• [Texte de la page]
Guérir grâce à une mutation génétique

L’étude, publiée le mois dernier dans le prestigieux New England Journal of Medicine, a été effectuée sur un homme caucasien séropositif de 40 ans. Diagnostiqué en plus avec une leucémie, ce patient a bénéficié d’une transplantation de moelle osseuse. À la suite de cette transplantation, des analyses ont montré que le VIH avait complètement disparu, 20 mois après la greffe. Durant ce temps, la trithérapie anti-VIH avait été suspendue. Ce résultat encourageant permet de se poser la question suivante: par quel mécanisme la transplantation de moelle osseuse a-t-elle empêché la propagation du VIH?

Infection par le VIH
Lorsque le VIH se retrouve dans l’organisme, il entre en contact avec des lymphocytes T dits CD4 positifs, des globules blancs chargés de la défense immunitaire. Une interaction a alors lieu entre le VIH et ces cellules grâce à deux molécules présentes à la surface du lymphocyte: le récepteur CD4 et le corécepteur CCR5. Ce dernier est indispensable à la pénétration des particules virales à l’intérieur des lymphocytes. Le virus peut alors se multiplier dans les cellules avant de les tuer. Bien après l’infection, le système immunitaire se retrouve affaibli, sa première ligne de défense étant touchée.

• [Consigne]
Dans le texte sur la guérison grâce à une mutation génétique, relevez toutes les caractéristiques données du patient étudié. Appuyez-vous uniquement sur le texte.

Entrées de données stockées

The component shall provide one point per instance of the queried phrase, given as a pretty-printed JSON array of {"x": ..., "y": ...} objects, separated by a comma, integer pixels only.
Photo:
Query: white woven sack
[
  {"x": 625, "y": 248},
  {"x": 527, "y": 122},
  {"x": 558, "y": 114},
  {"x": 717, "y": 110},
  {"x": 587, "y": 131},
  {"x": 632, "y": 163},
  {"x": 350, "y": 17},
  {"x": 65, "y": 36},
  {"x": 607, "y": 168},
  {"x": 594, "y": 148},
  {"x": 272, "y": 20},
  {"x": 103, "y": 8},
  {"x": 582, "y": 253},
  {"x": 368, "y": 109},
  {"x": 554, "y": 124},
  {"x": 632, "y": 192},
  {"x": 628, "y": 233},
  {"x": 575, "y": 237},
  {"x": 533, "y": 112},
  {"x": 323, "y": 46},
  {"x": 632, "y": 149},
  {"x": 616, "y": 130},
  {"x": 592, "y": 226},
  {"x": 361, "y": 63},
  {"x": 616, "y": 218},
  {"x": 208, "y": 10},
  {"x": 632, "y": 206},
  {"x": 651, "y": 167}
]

• [Corrigé]
- homme
- caucasien
- séropositif
- 40 ans
- atteint d'une leucémie